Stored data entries
..............................

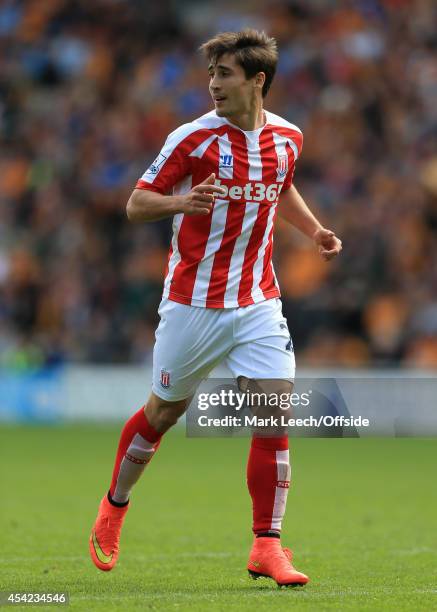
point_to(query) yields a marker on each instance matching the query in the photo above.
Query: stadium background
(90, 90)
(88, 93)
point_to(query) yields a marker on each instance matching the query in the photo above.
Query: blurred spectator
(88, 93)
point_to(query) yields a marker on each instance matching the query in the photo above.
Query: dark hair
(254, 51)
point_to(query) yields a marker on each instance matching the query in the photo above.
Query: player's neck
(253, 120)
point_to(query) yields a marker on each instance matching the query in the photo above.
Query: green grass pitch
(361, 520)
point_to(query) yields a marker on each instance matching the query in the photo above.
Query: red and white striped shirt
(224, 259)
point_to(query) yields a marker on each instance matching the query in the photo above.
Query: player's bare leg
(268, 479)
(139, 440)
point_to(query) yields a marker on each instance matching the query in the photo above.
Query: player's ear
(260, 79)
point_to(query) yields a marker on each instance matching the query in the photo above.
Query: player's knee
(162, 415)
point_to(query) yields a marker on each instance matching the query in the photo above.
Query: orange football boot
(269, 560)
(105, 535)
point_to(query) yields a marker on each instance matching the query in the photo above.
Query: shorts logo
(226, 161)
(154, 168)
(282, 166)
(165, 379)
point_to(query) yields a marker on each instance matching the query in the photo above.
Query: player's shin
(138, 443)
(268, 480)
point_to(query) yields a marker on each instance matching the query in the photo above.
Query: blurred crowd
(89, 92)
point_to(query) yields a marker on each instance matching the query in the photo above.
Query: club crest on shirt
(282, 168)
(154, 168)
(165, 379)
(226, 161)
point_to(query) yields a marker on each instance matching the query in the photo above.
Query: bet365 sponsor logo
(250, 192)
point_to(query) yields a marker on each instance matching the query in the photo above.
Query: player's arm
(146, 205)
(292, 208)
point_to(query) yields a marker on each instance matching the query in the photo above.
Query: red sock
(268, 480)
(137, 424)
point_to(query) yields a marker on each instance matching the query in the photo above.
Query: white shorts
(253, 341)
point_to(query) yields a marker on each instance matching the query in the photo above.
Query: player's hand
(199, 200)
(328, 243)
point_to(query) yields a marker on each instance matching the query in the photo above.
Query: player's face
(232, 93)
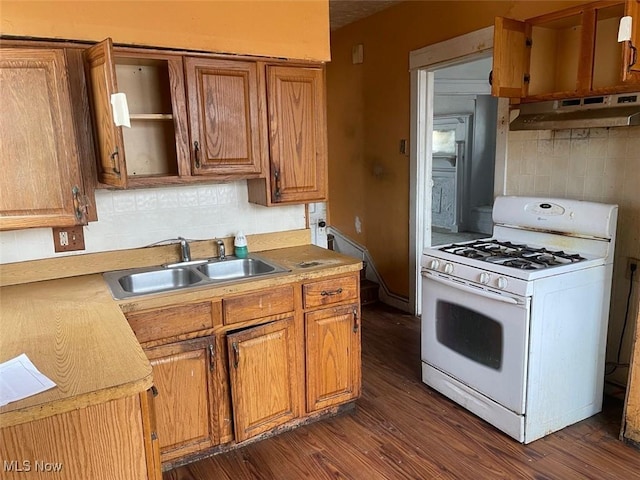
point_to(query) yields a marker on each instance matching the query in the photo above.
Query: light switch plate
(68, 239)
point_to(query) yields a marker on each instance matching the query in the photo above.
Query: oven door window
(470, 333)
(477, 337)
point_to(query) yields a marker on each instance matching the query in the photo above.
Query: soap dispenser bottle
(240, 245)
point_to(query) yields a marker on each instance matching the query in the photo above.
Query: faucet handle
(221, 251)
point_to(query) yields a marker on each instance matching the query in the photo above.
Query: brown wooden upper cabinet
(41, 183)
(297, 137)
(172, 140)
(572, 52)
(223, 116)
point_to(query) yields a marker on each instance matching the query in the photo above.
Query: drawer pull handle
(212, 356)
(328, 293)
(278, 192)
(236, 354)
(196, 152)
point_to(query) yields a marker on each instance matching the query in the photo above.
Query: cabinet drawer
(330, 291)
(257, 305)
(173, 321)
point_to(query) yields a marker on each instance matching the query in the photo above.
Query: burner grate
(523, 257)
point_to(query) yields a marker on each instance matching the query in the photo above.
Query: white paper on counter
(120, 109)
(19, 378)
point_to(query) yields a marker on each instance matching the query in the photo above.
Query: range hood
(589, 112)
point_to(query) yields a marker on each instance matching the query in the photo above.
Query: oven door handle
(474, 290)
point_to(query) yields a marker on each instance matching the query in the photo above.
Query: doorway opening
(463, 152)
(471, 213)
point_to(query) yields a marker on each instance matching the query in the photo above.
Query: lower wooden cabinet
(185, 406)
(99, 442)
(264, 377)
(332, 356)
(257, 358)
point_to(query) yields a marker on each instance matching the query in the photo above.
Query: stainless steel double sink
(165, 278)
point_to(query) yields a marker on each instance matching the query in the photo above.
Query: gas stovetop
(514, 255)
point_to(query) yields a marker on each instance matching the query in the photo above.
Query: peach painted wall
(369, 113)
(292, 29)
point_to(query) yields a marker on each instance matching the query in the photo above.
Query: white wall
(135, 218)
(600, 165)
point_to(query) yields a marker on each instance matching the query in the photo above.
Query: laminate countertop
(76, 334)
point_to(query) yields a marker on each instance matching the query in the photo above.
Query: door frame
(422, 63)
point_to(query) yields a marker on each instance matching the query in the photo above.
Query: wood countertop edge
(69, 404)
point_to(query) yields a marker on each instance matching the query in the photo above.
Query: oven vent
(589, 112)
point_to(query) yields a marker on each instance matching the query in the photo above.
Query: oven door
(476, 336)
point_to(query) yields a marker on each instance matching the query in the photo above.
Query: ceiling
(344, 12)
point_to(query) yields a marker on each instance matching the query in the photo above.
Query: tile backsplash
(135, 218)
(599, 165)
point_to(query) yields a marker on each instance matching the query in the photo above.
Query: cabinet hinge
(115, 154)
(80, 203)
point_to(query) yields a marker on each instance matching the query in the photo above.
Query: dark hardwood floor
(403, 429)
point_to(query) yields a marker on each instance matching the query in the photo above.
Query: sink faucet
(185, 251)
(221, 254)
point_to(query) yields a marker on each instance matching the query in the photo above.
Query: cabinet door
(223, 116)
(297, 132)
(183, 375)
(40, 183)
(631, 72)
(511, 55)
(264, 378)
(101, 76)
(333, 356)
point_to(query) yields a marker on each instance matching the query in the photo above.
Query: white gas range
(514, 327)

..............................

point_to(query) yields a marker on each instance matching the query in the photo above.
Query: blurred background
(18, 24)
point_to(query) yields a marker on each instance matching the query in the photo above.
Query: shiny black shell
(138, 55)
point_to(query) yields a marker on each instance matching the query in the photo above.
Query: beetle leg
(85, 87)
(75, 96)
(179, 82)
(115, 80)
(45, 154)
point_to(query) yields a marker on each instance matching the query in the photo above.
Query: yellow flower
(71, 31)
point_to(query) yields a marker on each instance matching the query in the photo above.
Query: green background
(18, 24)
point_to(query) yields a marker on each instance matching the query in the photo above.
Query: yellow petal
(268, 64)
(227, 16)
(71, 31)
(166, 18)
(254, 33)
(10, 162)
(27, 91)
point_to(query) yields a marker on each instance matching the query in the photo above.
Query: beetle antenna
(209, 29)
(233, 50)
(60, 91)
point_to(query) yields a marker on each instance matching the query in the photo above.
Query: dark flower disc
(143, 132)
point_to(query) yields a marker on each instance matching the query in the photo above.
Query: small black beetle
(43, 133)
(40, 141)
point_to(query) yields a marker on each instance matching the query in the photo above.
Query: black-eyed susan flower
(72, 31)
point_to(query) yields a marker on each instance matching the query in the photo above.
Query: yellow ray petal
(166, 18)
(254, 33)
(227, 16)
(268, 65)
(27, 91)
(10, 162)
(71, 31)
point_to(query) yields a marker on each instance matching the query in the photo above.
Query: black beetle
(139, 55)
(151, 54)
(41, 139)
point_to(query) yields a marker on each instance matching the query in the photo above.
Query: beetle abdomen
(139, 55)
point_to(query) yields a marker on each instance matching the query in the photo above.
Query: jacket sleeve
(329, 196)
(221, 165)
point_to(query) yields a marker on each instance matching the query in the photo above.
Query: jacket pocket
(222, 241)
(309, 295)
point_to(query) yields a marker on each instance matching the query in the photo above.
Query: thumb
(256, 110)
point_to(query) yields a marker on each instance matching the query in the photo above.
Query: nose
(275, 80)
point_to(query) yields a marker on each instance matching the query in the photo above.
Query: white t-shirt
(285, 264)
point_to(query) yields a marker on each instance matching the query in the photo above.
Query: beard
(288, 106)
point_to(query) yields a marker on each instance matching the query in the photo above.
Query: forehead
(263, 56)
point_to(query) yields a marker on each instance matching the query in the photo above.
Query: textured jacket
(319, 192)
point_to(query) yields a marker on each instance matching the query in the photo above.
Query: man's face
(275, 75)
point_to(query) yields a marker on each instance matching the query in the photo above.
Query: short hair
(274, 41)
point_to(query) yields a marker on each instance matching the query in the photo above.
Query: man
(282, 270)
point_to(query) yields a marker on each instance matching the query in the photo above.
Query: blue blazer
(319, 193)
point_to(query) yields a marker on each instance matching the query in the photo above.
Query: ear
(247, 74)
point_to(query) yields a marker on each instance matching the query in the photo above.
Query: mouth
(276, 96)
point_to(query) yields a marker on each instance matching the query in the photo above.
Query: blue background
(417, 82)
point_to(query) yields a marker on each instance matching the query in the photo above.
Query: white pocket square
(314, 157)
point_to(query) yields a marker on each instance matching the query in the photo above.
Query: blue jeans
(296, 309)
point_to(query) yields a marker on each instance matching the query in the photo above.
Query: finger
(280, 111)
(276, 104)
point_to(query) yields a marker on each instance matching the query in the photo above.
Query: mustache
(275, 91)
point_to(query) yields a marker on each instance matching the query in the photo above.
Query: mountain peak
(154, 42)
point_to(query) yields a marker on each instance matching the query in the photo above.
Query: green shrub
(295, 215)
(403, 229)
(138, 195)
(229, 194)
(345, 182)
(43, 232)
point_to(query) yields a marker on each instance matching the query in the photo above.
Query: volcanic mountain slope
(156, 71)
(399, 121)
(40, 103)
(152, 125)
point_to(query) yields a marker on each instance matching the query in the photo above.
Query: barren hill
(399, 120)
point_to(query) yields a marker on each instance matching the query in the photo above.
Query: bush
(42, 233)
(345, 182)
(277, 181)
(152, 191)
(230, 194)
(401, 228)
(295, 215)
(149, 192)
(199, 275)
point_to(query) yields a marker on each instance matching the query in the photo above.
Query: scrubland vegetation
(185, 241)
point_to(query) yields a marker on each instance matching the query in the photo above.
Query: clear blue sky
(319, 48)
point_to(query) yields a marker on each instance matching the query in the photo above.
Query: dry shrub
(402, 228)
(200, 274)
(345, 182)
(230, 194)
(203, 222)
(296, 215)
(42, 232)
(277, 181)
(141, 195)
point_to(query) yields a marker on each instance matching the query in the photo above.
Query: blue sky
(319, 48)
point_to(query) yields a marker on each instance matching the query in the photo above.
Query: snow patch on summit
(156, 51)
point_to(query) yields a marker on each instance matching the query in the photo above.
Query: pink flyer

..............................

What you need to do:
Please extract every line of the entries above that contains the string "sink", treating uppercase and lowercase as different.

Result:
Query: stainless steel double sink
Query: sink faucet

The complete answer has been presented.